SUPPLIED TEXT:

== Segment start ==

PHOENIX (By Chip Scutari, Arizona Republic) November 14, 2004 -
Janet Napolitano turned into an international saleswoman last week during
her five-day blitz of Britain. She was part hard-charging CEO, part
cheerleader and part cross-continental networker. The movie version could be
titled An Arizona Whirlwind Gov'nor in London.
Whether meeting with the chairman of British Airways, promoting the Grand
Canyon or mingling with bioscientists or mining giants, Napolitano made one
thing clear: Arizona wants British business and tourism. And it wants it
now. Napolitano was the first Arizona governor to make a trade mission to
England.
Some Republican skeptics in the Arizona Legislature criticized Napolitano
for making the trip. They said Napolitano should visit Mexico, Canada or
Asia because there's more potential for trading partners in those regions.
She dismissed the criticism as the latest example of partisan wrangling at
the Capitol.
Instead, Napolitano structured the trip like a general manager who is
putting together a long-term game plan for a new baseball franchise. Similar
to sports teams that build through an annual draft and the free-agent
market, Napolitano worked on several fronts. She wanted to increase
Arizona's profile by connecting British and Arizona businesses, promoting
trade, tourism and biotech, while schmoozing with British government
officials.

== Segment end ==

RAW DATA:
== Segment start ==

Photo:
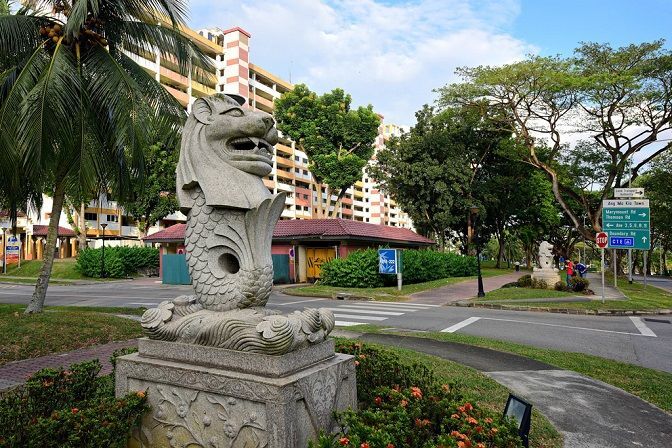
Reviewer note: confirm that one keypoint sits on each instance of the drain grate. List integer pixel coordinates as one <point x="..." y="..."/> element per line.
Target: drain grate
<point x="660" y="321"/>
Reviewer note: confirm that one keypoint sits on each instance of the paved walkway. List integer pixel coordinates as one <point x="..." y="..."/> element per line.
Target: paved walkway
<point x="463" y="290"/>
<point x="15" y="373"/>
<point x="589" y="413"/>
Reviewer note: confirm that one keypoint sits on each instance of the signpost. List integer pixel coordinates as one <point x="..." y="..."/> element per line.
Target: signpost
<point x="13" y="250"/>
<point x="389" y="262"/>
<point x="602" y="239"/>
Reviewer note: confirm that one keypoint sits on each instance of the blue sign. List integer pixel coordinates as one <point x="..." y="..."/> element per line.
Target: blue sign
<point x="619" y="241"/>
<point x="388" y="261"/>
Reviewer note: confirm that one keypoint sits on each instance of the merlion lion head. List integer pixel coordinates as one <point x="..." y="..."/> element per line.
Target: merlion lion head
<point x="226" y="150"/>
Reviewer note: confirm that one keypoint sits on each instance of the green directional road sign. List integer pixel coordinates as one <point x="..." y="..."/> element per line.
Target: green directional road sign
<point x="628" y="223"/>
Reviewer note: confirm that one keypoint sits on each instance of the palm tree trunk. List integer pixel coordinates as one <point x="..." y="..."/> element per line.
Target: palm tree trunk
<point x="37" y="301"/>
<point x="81" y="238"/>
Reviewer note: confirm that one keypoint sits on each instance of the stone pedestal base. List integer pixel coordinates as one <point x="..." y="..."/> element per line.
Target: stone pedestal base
<point x="215" y="398"/>
<point x="550" y="276"/>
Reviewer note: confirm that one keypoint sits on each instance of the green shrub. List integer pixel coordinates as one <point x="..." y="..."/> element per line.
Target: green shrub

== Segment end ==

WHAT IS EXPECTED:
Name every place that Republican skeptics in the Arizona Legislature said Napolitano should visit instead, according to the article about her trade mission to Britain.

OUTPUT OF THE TASK:
Mexico, Canada and Asia.